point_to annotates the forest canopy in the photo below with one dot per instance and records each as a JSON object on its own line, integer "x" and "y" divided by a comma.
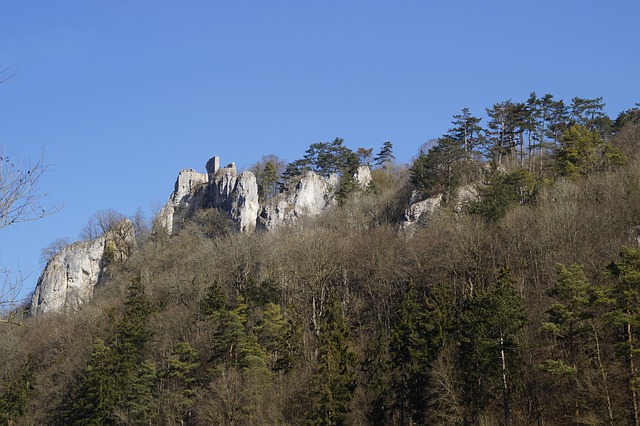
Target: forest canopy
{"x": 519, "y": 307}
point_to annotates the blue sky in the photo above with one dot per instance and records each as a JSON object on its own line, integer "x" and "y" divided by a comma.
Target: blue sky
{"x": 123, "y": 95}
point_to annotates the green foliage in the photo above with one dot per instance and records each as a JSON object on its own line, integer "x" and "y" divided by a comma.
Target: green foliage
{"x": 17, "y": 392}
{"x": 246, "y": 329}
{"x": 326, "y": 158}
{"x": 385, "y": 157}
{"x": 335, "y": 381}
{"x": 105, "y": 382}
{"x": 583, "y": 151}
{"x": 440, "y": 170}
{"x": 109, "y": 255}
{"x": 500, "y": 191}
{"x": 467, "y": 131}
{"x": 179, "y": 379}
{"x": 490, "y": 326}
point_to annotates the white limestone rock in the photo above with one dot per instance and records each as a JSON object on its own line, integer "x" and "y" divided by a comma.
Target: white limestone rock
{"x": 363, "y": 177}
{"x": 220, "y": 188}
{"x": 183, "y": 198}
{"x": 418, "y": 209}
{"x": 70, "y": 276}
{"x": 311, "y": 196}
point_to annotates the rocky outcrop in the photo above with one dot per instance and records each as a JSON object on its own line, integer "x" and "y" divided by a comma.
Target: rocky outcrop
{"x": 237, "y": 196}
{"x": 70, "y": 276}
{"x": 182, "y": 200}
{"x": 421, "y": 210}
{"x": 310, "y": 196}
{"x": 220, "y": 188}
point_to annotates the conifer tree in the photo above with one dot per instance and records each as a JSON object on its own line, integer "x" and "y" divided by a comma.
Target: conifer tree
{"x": 385, "y": 157}
{"x": 625, "y": 319}
{"x": 467, "y": 131}
{"x": 334, "y": 381}
{"x": 409, "y": 350}
{"x": 490, "y": 326}
{"x": 17, "y": 392}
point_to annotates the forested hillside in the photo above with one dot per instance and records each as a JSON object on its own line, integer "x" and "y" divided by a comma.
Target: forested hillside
{"x": 520, "y": 306}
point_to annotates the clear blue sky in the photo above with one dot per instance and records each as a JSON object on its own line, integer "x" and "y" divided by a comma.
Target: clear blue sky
{"x": 122, "y": 95}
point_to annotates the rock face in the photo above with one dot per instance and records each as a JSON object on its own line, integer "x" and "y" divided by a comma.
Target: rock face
{"x": 311, "y": 196}
{"x": 182, "y": 200}
{"x": 221, "y": 188}
{"x": 421, "y": 210}
{"x": 71, "y": 274}
{"x": 237, "y": 196}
■ ■ ■ ■
# Task item
What you write should match, character for character, the lines from the one with "Target: clear blue sky" to the end of the data, both included.

# Answer space
Target: clear blue sky
{"x": 122, "y": 95}
point_to annotates the rock face in the photo above with one dot per instance and records each as a JSON object on its own line, integer "x" and "y" divided by a comma.
Target: rock face
{"x": 311, "y": 196}
{"x": 182, "y": 200}
{"x": 221, "y": 188}
{"x": 421, "y": 210}
{"x": 71, "y": 274}
{"x": 237, "y": 196}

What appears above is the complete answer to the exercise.